(Excerpts from the segmentation records)
==================================================

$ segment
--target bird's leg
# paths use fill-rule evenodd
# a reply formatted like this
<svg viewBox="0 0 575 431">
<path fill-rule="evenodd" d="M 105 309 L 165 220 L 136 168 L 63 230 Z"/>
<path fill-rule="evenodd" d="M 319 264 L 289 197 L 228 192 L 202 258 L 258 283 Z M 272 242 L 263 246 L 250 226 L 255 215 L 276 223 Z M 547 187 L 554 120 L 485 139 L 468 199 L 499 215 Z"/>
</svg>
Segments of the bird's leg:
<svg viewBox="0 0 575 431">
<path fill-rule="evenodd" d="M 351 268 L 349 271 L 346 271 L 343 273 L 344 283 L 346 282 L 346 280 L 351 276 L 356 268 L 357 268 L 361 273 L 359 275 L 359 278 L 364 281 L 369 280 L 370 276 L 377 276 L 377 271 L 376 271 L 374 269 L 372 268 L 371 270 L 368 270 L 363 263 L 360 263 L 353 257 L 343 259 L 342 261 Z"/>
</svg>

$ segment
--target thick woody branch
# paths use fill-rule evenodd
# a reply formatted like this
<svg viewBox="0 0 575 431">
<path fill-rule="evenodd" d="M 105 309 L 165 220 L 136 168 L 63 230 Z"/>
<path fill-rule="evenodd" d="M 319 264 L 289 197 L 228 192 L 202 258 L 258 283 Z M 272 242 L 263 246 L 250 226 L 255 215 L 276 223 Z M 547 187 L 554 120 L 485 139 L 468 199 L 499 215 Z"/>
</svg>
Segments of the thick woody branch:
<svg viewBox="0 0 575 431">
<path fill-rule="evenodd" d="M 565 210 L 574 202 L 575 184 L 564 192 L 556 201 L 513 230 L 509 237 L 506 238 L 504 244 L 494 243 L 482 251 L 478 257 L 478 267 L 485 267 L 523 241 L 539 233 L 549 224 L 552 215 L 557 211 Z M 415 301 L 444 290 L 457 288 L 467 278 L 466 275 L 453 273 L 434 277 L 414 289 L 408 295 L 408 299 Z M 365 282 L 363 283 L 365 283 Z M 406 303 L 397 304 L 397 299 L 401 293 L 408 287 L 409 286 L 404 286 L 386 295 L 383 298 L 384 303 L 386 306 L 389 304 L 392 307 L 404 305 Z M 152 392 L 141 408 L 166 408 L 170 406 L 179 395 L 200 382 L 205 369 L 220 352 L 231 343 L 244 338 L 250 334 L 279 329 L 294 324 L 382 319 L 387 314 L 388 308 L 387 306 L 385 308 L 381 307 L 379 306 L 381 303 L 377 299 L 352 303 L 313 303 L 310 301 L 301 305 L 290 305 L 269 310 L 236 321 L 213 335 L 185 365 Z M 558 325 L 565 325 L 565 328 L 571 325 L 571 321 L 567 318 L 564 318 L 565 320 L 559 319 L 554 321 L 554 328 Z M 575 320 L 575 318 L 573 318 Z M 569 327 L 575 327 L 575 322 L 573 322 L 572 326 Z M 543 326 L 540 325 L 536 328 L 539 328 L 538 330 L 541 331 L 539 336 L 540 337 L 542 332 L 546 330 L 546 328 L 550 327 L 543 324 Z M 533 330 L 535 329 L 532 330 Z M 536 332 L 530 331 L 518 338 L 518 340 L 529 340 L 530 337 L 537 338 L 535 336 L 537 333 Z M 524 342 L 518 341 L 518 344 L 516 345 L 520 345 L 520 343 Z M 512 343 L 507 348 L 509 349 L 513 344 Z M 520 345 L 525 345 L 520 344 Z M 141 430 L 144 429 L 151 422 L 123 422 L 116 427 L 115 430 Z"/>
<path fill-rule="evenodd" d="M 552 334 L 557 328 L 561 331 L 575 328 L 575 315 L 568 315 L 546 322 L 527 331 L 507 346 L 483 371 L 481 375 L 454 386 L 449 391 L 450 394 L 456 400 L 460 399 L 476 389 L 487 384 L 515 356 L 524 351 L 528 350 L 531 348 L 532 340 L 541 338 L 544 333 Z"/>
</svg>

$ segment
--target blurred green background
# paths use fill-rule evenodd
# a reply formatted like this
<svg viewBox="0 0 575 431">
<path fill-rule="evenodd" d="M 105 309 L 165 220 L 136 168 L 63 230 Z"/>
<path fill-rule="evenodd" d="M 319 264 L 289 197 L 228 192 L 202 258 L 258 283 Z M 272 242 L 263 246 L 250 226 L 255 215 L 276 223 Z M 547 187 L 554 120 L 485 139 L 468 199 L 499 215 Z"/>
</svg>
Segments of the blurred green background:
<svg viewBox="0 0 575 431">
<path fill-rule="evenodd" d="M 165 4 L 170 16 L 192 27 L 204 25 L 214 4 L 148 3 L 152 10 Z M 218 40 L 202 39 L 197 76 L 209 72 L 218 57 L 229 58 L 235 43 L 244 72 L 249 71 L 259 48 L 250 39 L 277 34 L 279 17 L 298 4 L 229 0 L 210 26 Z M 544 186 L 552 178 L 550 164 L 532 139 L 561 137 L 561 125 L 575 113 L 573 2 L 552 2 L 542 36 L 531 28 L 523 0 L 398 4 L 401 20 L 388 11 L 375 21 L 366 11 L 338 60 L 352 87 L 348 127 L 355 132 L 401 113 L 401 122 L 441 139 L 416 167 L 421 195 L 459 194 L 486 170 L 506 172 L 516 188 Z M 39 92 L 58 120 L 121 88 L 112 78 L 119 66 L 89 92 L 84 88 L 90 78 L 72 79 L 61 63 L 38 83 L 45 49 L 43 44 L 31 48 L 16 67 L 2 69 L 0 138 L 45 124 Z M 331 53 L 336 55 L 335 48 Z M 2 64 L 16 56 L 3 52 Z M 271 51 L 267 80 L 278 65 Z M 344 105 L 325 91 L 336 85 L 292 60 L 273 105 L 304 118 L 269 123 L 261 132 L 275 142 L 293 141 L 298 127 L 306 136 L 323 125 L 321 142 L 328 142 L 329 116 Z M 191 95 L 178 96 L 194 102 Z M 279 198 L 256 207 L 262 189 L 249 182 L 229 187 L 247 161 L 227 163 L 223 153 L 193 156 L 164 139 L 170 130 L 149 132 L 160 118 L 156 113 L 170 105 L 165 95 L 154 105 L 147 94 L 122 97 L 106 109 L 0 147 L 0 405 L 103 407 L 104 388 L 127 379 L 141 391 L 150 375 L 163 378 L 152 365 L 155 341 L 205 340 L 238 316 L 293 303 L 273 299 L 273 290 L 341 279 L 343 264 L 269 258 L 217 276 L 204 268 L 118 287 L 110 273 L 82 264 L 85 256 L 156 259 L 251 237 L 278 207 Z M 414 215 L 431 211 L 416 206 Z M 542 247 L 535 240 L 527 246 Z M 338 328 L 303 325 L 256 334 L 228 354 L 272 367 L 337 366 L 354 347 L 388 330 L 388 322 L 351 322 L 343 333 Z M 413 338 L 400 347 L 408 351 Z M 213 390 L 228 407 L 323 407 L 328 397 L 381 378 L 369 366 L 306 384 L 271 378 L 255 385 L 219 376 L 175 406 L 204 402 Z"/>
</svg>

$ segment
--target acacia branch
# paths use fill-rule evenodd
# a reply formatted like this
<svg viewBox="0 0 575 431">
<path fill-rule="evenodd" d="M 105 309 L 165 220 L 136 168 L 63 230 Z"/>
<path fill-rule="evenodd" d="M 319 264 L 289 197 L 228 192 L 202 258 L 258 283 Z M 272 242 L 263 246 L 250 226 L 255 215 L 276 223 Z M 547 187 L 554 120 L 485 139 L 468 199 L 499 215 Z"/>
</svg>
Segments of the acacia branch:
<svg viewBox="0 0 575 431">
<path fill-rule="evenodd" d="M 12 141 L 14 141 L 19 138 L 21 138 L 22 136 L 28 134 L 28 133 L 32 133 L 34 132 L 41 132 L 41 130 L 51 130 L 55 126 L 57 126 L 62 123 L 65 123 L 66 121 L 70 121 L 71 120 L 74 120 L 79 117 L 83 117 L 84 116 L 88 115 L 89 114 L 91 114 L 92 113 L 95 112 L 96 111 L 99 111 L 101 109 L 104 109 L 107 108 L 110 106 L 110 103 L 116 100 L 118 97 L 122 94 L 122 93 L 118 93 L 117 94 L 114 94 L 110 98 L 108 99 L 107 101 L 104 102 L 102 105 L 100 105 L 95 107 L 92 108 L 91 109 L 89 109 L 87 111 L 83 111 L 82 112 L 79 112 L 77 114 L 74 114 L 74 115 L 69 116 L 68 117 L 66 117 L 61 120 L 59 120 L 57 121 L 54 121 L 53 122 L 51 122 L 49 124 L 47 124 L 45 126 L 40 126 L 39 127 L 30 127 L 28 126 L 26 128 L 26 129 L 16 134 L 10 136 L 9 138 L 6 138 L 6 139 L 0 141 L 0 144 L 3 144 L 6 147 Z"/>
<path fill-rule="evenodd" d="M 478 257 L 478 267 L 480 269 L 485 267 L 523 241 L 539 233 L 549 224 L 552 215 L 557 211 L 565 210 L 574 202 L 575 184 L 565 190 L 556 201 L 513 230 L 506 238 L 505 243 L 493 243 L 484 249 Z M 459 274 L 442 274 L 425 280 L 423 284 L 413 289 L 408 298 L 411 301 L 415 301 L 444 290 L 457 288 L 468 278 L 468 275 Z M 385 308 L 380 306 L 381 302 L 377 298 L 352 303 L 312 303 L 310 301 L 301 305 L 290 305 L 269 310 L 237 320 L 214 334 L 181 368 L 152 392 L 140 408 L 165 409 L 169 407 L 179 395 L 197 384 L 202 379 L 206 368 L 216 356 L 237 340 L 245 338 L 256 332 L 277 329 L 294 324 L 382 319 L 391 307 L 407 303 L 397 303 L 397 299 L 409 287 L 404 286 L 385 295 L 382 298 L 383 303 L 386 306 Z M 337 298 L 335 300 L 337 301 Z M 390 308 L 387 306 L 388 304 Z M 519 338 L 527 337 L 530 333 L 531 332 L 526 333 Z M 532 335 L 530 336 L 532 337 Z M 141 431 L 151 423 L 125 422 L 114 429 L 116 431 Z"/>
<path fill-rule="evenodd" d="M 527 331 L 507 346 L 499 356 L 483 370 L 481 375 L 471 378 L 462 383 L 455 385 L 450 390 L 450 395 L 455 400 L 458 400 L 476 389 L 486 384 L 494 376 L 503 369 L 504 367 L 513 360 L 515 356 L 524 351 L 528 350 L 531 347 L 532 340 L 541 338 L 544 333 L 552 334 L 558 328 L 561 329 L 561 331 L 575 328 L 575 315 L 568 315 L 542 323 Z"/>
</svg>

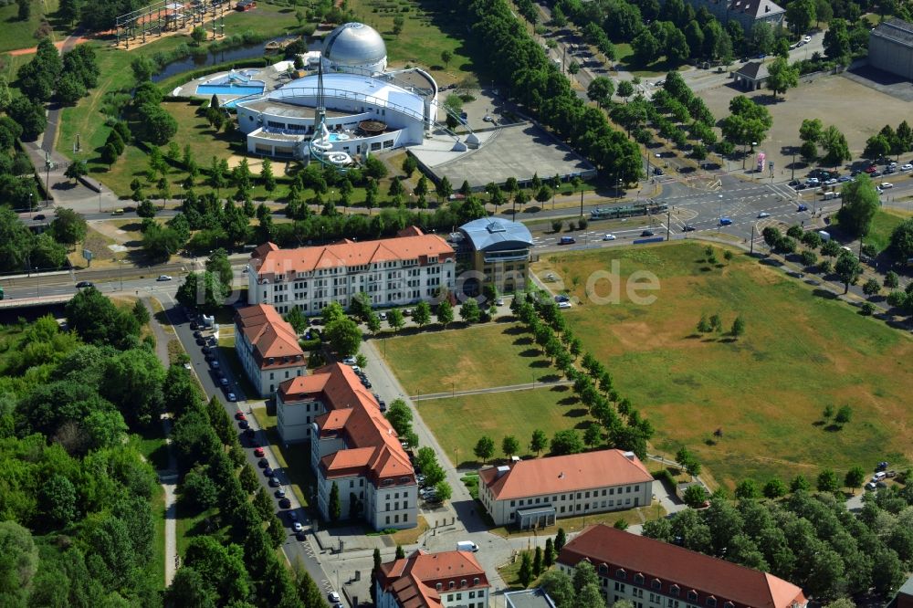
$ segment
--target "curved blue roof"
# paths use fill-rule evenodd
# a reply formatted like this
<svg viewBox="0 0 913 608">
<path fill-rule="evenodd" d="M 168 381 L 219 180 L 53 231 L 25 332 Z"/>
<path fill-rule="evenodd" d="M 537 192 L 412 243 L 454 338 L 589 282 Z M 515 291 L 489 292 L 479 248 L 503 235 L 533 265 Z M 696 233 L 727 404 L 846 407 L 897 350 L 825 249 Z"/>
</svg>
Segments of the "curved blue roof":
<svg viewBox="0 0 913 608">
<path fill-rule="evenodd" d="M 532 246 L 532 235 L 519 222 L 500 217 L 480 217 L 459 227 L 477 251 L 496 251 Z"/>
</svg>

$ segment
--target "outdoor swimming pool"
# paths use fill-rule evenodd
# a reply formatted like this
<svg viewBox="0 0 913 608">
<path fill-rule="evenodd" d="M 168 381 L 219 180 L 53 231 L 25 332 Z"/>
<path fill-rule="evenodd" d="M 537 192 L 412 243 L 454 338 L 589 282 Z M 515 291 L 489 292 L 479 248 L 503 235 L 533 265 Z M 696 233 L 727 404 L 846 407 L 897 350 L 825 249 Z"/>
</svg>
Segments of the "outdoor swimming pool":
<svg viewBox="0 0 913 608">
<path fill-rule="evenodd" d="M 253 84 L 202 84 L 196 87 L 197 95 L 253 95 L 263 92 L 263 83 Z"/>
</svg>

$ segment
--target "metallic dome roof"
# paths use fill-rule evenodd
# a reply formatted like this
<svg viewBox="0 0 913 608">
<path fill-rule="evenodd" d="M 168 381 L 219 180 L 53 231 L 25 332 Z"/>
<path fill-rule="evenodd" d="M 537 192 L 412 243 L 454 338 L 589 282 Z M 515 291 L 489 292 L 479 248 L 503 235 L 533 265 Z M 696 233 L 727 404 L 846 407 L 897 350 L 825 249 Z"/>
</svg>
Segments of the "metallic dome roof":
<svg viewBox="0 0 913 608">
<path fill-rule="evenodd" d="M 327 37 L 323 57 L 339 66 L 373 64 L 387 57 L 387 47 L 373 27 L 363 23 L 346 23 Z"/>
</svg>

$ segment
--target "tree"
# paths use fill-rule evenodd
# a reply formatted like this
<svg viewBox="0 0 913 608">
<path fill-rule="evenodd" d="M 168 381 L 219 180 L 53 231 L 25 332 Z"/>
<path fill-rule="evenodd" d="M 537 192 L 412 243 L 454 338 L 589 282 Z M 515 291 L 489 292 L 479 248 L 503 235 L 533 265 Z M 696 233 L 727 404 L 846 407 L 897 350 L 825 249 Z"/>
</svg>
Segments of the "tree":
<svg viewBox="0 0 913 608">
<path fill-rule="evenodd" d="M 536 429 L 532 432 L 532 439 L 530 441 L 530 450 L 536 453 L 538 456 L 549 446 L 549 437 L 545 431 Z M 561 550 L 560 549 L 558 550 Z"/>
<path fill-rule="evenodd" d="M 512 435 L 509 435 L 501 440 L 501 452 L 504 456 L 510 457 L 519 452 L 519 441 Z"/>
<path fill-rule="evenodd" d="M 577 431 L 569 428 L 555 433 L 551 438 L 551 447 L 554 456 L 579 454 L 583 451 L 583 442 Z"/>
<path fill-rule="evenodd" d="M 736 317 L 736 320 L 732 321 L 732 329 L 729 330 L 734 338 L 738 338 L 745 333 L 745 320 L 741 316 Z"/>
<path fill-rule="evenodd" d="M 86 237 L 86 219 L 72 209 L 58 207 L 54 212 L 51 232 L 58 243 L 76 245 Z"/>
<path fill-rule="evenodd" d="M 532 582 L 532 560 L 530 559 L 530 551 L 523 551 L 520 556 L 519 571 L 517 572 L 517 579 L 526 589 Z"/>
<path fill-rule="evenodd" d="M 837 258 L 837 263 L 834 267 L 834 271 L 840 277 L 844 284 L 844 293 L 850 289 L 850 285 L 855 285 L 862 275 L 862 265 L 853 254 L 845 251 L 844 255 Z"/>
<path fill-rule="evenodd" d="M 778 477 L 774 477 L 764 484 L 764 489 L 762 490 L 765 498 L 779 498 L 786 494 L 786 486 L 783 484 L 782 480 Z"/>
<path fill-rule="evenodd" d="M 481 310 L 475 298 L 467 298 L 459 307 L 459 316 L 467 323 L 477 323 L 481 318 Z"/>
<path fill-rule="evenodd" d="M 437 317 L 437 322 L 446 329 L 447 325 L 454 320 L 454 309 L 447 300 L 441 300 L 437 304 L 437 312 L 436 313 Z"/>
<path fill-rule="evenodd" d="M 844 477 L 844 486 L 854 491 L 856 487 L 862 486 L 865 481 L 866 471 L 859 466 L 854 466 L 850 470 L 846 471 L 846 475 Z"/>
<path fill-rule="evenodd" d="M 325 335 L 333 350 L 342 356 L 348 356 L 358 351 L 362 343 L 362 330 L 358 323 L 342 317 L 327 323 Z"/>
<path fill-rule="evenodd" d="M 708 499 L 707 490 L 700 484 L 692 484 L 688 486 L 684 494 L 682 495 L 682 500 L 685 504 L 691 508 L 698 508 L 704 506 L 704 503 Z"/>
<path fill-rule="evenodd" d="M 799 68 L 792 67 L 782 57 L 778 57 L 768 68 L 770 76 L 767 79 L 767 88 L 777 93 L 786 93 L 787 89 L 799 86 Z"/>
<path fill-rule="evenodd" d="M 330 520 L 339 521 L 340 517 L 342 515 L 342 505 L 340 502 L 340 487 L 334 481 L 332 487 L 330 488 Z"/>
<path fill-rule="evenodd" d="M 483 435 L 476 442 L 476 446 L 472 449 L 472 453 L 483 463 L 488 462 L 495 455 L 495 442 L 491 437 Z"/>
</svg>

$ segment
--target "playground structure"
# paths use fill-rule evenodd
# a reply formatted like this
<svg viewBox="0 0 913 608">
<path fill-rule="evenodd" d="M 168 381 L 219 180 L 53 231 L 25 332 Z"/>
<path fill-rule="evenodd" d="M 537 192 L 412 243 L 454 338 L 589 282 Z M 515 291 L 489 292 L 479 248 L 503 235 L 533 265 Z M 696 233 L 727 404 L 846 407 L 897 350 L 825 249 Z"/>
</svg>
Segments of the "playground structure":
<svg viewBox="0 0 913 608">
<path fill-rule="evenodd" d="M 145 44 L 148 38 L 186 34 L 197 26 L 206 31 L 207 39 L 215 40 L 225 37 L 225 16 L 229 10 L 228 2 L 220 0 L 191 0 L 185 4 L 159 0 L 117 17 L 115 46 L 130 50 L 131 43 L 136 47 Z"/>
</svg>

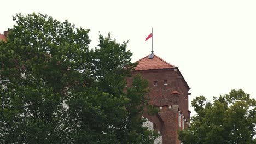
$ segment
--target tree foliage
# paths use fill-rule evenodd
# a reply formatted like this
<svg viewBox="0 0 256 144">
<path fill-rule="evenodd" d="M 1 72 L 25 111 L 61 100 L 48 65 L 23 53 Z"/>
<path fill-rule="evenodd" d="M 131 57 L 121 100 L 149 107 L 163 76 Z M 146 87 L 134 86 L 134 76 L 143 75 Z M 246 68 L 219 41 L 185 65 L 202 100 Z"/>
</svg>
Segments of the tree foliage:
<svg viewBox="0 0 256 144">
<path fill-rule="evenodd" d="M 153 143 L 142 127 L 147 82 L 134 77 L 127 43 L 33 13 L 14 17 L 0 42 L 1 143 Z"/>
<path fill-rule="evenodd" d="M 203 96 L 192 101 L 196 115 L 190 127 L 179 132 L 186 143 L 256 143 L 256 102 L 242 89 L 214 97 Z"/>
</svg>

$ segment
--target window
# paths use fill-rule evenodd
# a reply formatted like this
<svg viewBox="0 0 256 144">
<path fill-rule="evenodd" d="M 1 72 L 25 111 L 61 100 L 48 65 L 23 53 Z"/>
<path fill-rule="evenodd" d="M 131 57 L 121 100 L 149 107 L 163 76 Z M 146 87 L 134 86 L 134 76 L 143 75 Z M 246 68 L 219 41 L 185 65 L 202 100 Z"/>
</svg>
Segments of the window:
<svg viewBox="0 0 256 144">
<path fill-rule="evenodd" d="M 184 125 L 185 124 L 184 124 L 184 118 L 182 118 L 182 129 L 184 129 L 184 126 L 185 126 L 185 125 Z"/>
<path fill-rule="evenodd" d="M 155 131 L 158 131 L 158 128 L 156 127 L 156 124 L 155 123 L 153 123 L 153 129 Z"/>
<path fill-rule="evenodd" d="M 166 85 L 167 84 L 167 80 L 164 80 L 164 85 Z"/>
<path fill-rule="evenodd" d="M 158 81 L 154 81 L 154 86 L 157 86 L 158 85 Z"/>
</svg>

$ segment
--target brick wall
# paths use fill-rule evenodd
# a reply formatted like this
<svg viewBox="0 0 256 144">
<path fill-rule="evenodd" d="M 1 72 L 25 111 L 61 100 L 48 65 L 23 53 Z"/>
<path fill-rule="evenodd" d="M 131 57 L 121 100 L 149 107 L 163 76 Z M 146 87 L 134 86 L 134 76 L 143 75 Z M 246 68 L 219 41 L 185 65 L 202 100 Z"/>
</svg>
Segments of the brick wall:
<svg viewBox="0 0 256 144">
<path fill-rule="evenodd" d="M 176 69 L 176 70 L 175 70 Z M 179 112 L 183 114 L 184 118 L 189 121 L 190 113 L 188 111 L 188 91 L 189 88 L 184 80 L 183 80 L 178 69 L 168 69 L 135 71 L 132 74 L 139 73 L 148 80 L 150 92 L 147 97 L 149 103 L 159 107 L 159 116 L 163 123 L 159 122 L 156 116 L 143 115 L 149 121 L 156 124 L 158 129 L 162 136 L 164 144 L 180 143 L 178 140 L 177 130 L 182 128 L 182 117 L 181 127 L 178 124 Z M 164 81 L 167 80 L 167 85 Z M 127 78 L 127 86 L 132 83 L 132 77 Z M 157 85 L 154 85 L 157 81 Z M 177 91 L 179 94 L 171 93 Z M 182 116 L 181 116 L 182 117 Z M 185 122 L 185 127 L 187 127 Z"/>
</svg>

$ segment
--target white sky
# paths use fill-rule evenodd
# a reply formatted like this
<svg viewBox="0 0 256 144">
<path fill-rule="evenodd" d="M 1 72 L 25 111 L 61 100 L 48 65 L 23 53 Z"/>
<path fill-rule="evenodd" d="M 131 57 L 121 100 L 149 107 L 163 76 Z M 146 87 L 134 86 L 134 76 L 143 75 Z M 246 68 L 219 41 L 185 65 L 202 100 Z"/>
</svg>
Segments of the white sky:
<svg viewBox="0 0 256 144">
<path fill-rule="evenodd" d="M 8 0 L 0 5 L 1 33 L 16 13 L 40 12 L 91 29 L 91 47 L 99 32 L 130 40 L 133 62 L 150 53 L 151 39 L 145 38 L 153 27 L 154 53 L 179 67 L 191 88 L 189 103 L 231 89 L 256 98 L 255 0 Z"/>
</svg>

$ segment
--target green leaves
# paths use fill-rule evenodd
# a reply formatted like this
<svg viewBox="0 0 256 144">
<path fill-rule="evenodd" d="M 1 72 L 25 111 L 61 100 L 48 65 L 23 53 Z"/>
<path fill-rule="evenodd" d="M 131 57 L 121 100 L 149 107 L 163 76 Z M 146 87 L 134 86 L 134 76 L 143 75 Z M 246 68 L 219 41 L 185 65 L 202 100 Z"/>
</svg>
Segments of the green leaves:
<svg viewBox="0 0 256 144">
<path fill-rule="evenodd" d="M 0 42 L 1 143 L 153 143 L 142 127 L 147 81 L 125 78 L 136 64 L 127 42 L 99 35 L 89 50 L 89 30 L 40 13 L 13 17 Z M 155 111 L 154 111 L 155 110 Z"/>
<path fill-rule="evenodd" d="M 196 114 L 191 126 L 179 132 L 183 143 L 254 143 L 255 100 L 242 89 L 214 97 L 213 104 L 203 96 L 193 100 Z"/>
</svg>

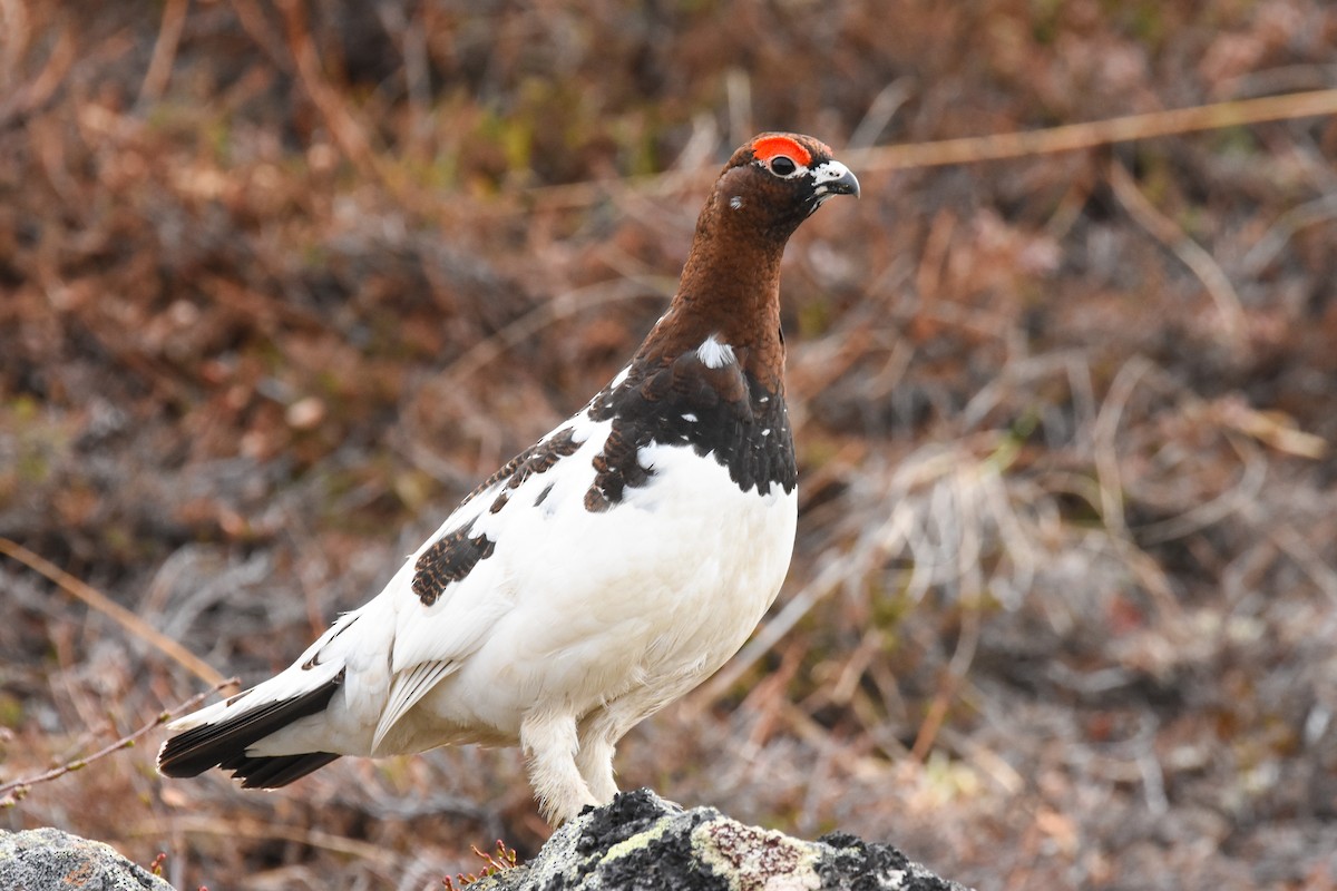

==================================================

** AIM OF THE EXERCISE **
Count how many lines in the items above contain the string "pool". Reply with that number alone.

** TASK RESPONSE **
2